» EXERCISE INSTRUCTIONS
Give the listing again in full and exactly, apart from its pictures.

» GIVEN ENTRIES

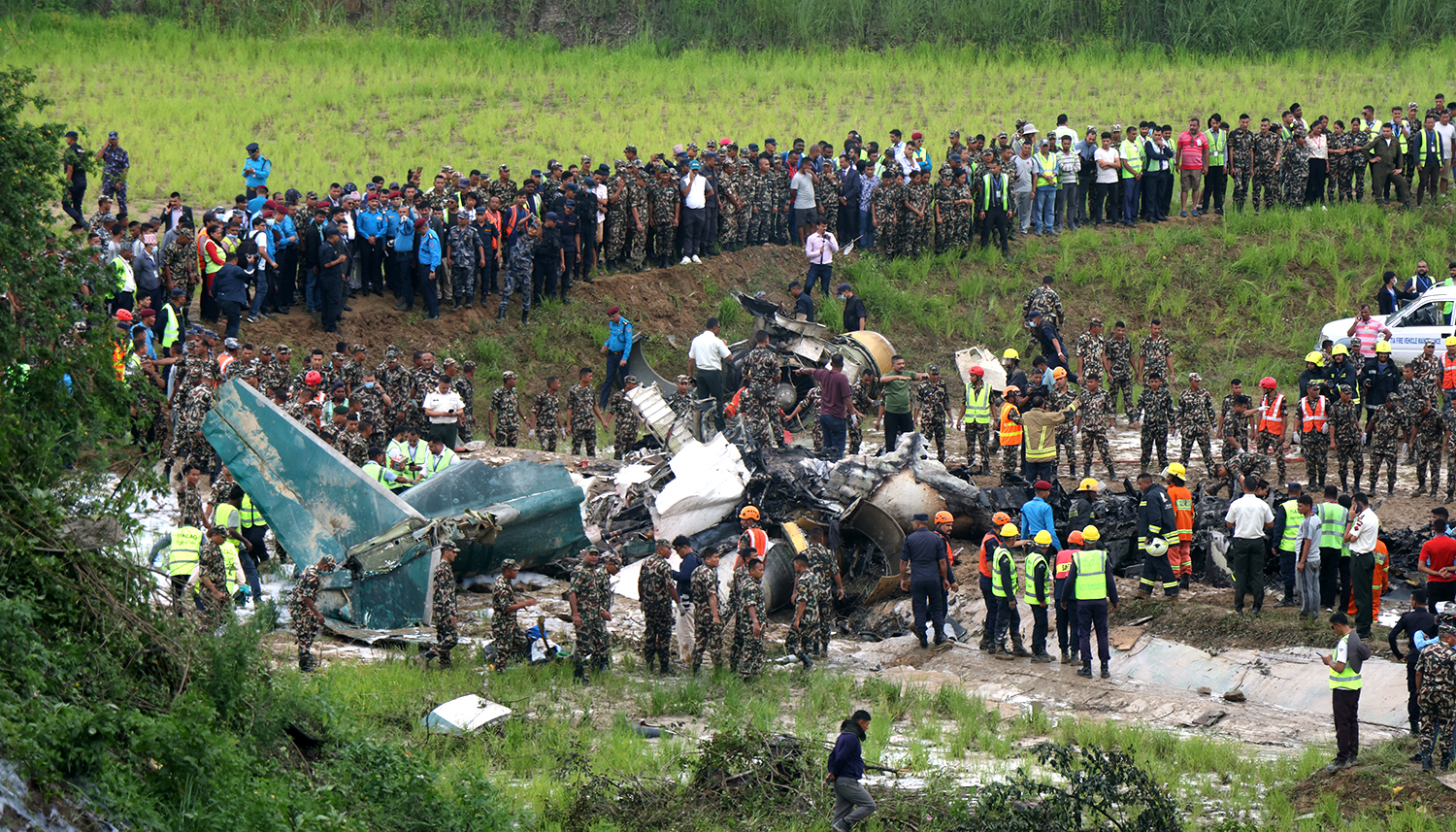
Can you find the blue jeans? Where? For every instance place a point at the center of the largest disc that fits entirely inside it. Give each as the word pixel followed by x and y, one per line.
pixel 835 430
pixel 259 291
pixel 1044 213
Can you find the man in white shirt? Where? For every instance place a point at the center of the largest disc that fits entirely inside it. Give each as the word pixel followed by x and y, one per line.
pixel 696 189
pixel 705 361
pixel 445 407
pixel 1362 537
pixel 1248 516
pixel 820 248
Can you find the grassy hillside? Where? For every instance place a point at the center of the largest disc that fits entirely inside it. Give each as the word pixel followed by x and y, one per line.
pixel 341 104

» SOLUTION
Can you find the blue jeans? Where? For every instance place a point at the center of the largest disc that fits entirely inside it. Give each as the word pixel followed by x and y, one per line.
pixel 835 430
pixel 259 291
pixel 1044 213
Can you find the man in white shirt? Where? For every instance place a point at the center of the largest disc that fits entirely inside it. Give each as the word pixel followed by x and y, one per line.
pixel 696 189
pixel 705 361
pixel 445 407
pixel 1362 537
pixel 1248 516
pixel 820 248
Can you find the grassy hillside? Where? For every instance place a point at the center of the largest disc that fits entirely inside it. Give each as the word pixel followed by x and y, one per line.
pixel 341 104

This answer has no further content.